● **DIRECTIONS FOR THIS TASK**
When duplicating the records beneath this instruction, omit every picture and keep all else exact.

● **DATA TO USE**
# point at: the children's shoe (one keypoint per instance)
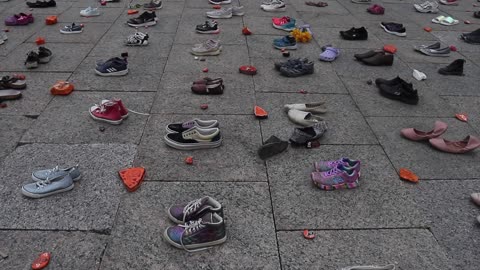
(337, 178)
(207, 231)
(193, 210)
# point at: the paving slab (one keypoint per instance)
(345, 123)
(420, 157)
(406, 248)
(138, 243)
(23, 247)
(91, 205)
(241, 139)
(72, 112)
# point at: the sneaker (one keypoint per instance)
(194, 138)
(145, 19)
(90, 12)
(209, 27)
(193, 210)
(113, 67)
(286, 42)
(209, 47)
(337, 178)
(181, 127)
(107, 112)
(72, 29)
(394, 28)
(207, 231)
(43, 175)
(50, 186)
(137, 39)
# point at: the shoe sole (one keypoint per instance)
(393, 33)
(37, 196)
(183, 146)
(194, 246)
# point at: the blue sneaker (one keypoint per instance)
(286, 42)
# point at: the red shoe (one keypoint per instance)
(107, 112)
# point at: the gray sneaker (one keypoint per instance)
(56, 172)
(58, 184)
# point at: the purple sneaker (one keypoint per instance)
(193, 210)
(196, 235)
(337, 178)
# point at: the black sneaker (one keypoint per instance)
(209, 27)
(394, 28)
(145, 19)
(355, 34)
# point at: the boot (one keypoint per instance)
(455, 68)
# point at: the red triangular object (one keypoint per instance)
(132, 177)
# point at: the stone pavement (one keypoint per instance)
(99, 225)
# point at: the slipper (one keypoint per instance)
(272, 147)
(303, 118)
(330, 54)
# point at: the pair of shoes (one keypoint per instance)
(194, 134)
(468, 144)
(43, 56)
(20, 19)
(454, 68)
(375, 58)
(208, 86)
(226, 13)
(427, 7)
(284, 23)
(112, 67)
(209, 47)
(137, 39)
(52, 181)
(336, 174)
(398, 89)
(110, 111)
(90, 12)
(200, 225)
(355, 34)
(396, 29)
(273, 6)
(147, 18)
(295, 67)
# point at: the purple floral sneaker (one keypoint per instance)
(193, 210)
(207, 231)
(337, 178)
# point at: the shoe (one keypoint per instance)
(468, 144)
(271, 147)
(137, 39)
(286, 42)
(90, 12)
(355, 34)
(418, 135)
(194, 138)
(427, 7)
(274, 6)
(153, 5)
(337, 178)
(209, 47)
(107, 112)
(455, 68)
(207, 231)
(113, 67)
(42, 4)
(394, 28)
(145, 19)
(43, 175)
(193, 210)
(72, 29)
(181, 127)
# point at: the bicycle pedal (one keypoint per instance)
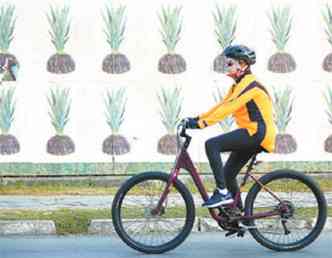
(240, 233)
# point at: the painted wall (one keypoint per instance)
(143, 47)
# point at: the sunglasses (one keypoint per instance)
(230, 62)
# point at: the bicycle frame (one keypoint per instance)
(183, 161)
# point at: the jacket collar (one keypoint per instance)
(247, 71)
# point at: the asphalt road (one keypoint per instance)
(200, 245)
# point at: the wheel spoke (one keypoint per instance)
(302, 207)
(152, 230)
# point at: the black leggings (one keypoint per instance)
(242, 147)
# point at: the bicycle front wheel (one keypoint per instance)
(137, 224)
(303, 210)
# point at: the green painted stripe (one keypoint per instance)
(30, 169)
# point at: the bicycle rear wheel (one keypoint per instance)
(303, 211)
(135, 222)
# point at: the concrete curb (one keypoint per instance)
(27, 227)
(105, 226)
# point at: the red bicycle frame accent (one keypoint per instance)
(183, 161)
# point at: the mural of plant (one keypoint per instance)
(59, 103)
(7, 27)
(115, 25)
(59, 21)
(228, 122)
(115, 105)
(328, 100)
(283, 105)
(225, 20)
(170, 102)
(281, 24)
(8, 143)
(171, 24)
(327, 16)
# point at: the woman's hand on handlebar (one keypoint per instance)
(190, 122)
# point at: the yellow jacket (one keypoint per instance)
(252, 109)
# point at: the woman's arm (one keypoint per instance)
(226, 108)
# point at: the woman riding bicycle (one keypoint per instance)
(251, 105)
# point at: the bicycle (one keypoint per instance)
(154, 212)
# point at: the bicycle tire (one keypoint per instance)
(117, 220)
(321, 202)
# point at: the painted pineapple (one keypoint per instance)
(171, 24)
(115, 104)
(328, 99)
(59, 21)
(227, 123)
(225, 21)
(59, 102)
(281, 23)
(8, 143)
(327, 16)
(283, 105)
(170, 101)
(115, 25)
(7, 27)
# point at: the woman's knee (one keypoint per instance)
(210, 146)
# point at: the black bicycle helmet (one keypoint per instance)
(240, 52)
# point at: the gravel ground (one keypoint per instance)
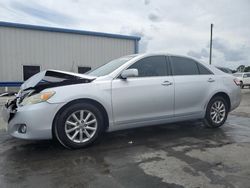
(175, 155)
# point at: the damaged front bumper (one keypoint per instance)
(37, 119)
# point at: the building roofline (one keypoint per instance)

● **OUTPUT FOR THIS EXERCISE**
# point at: the children's shoe (one keypoint per instance)
(337, 178)
(207, 231)
(193, 210)
# point at: the paving slab (one keypoint per instance)
(345, 123)
(420, 157)
(406, 248)
(138, 243)
(23, 247)
(91, 205)
(241, 139)
(72, 112)
# point at: the sneaker (one keypoint per instance)
(194, 138)
(145, 19)
(90, 12)
(209, 27)
(193, 210)
(113, 67)
(286, 42)
(209, 47)
(337, 178)
(181, 127)
(107, 112)
(72, 29)
(394, 28)
(207, 231)
(43, 175)
(50, 186)
(137, 39)
# point at: the shoe sole (one keypoint per instance)
(393, 33)
(37, 196)
(183, 146)
(194, 246)
# point at: the blue sneaker (one keypoint per instance)
(286, 42)
# point at: the red shoe (one keypoint per instance)
(107, 112)
# point at: the gray sneaker (one keypoint per instance)
(56, 172)
(58, 184)
# point at: the purple sneaker (one keypoint per instance)
(193, 210)
(196, 235)
(337, 178)
# point at: the black sneaker (one keypoint per instance)
(209, 27)
(394, 28)
(145, 19)
(355, 34)
# point at: the boot (one keypoint per instance)
(455, 68)
# point at: the red triangular object (one keypoint per instance)
(132, 177)
# point at: the stone pavement (one keypoint per instance)
(99, 225)
# point at: the slipper (one keypoint per instance)
(272, 147)
(303, 118)
(330, 54)
# point at: the pair of shoes (one keypoint per instance)
(194, 134)
(468, 144)
(43, 56)
(20, 19)
(454, 68)
(375, 58)
(208, 86)
(226, 13)
(427, 7)
(284, 23)
(112, 67)
(209, 47)
(137, 39)
(52, 181)
(336, 174)
(398, 89)
(110, 111)
(90, 12)
(200, 225)
(355, 34)
(396, 29)
(273, 6)
(147, 18)
(295, 67)
# point at: the purple floral sneaker (one keypoint per instance)
(193, 210)
(207, 231)
(337, 178)
# point at: the shoe (one keypoint per instance)
(468, 144)
(271, 147)
(137, 39)
(286, 42)
(90, 12)
(355, 34)
(418, 135)
(194, 138)
(427, 7)
(274, 6)
(153, 5)
(337, 178)
(209, 47)
(107, 112)
(455, 68)
(207, 231)
(113, 67)
(42, 4)
(394, 28)
(145, 19)
(43, 175)
(193, 210)
(72, 29)
(181, 127)
# point at: the bicycle pedal (one keypoint per instance)
(240, 233)
# point at: the painted wall (one keypoint per instance)
(143, 47)
# point at: the sunglasses (one keypoint per instance)
(230, 62)
# point at: the bicycle frame (one keypoint per instance)
(183, 161)
# point at: the jacket collar (one keypoint per instance)
(247, 71)
# point at: the asphalt road (one keypoint per instance)
(200, 245)
# point at: the wheel spoke (one keypoint per instance)
(302, 207)
(152, 230)
# point at: the black leggings (one keypoint per instance)
(242, 147)
# point at: the bicycle front wheel (one keypoint per instance)
(137, 224)
(303, 210)
# point at: the green painted stripe (one keypoint per instance)
(30, 169)
# point at: the bicycle rear wheel (one keypoint per instance)
(303, 211)
(135, 222)
# point at: the concrete curb (one keypoint per instance)
(27, 227)
(105, 226)
# point at: the red bicycle frame accent (one keypoint per instance)
(183, 161)
# point at: the mural of plant (one keypoint per instance)
(59, 103)
(7, 27)
(115, 25)
(59, 21)
(228, 122)
(115, 105)
(328, 100)
(283, 105)
(225, 20)
(170, 102)
(281, 24)
(8, 143)
(171, 24)
(327, 16)
# point at: the woman's hand on handlebar (one keypoint per instance)
(190, 122)
# point at: the yellow jacket (one keypoint per instance)
(252, 109)
# point at: the woman's arm (one keypoint per instance)
(226, 108)
# point at: the woman riding bicycle (one keypoint per instance)
(251, 105)
# point at: the bicycle (one keypoint per instance)
(154, 212)
# point at: the bicycle tire (one keypoint per instance)
(117, 220)
(321, 202)
# point at: the painted pineapple (one keypoint per instance)
(171, 24)
(115, 104)
(328, 99)
(59, 21)
(227, 123)
(225, 21)
(59, 102)
(281, 23)
(8, 143)
(327, 16)
(283, 105)
(170, 101)
(115, 25)
(7, 27)
# point at: the woman's knee (one keypoint per instance)
(210, 146)
# point at: the black bicycle helmet (one keypoint per instance)
(240, 52)
# point at: the gravel ground (one keypoint per instance)
(175, 155)
# point at: the damaged front bumper (one keypoint per instance)
(37, 119)
# point at: the building roofline (one keypoint per instance)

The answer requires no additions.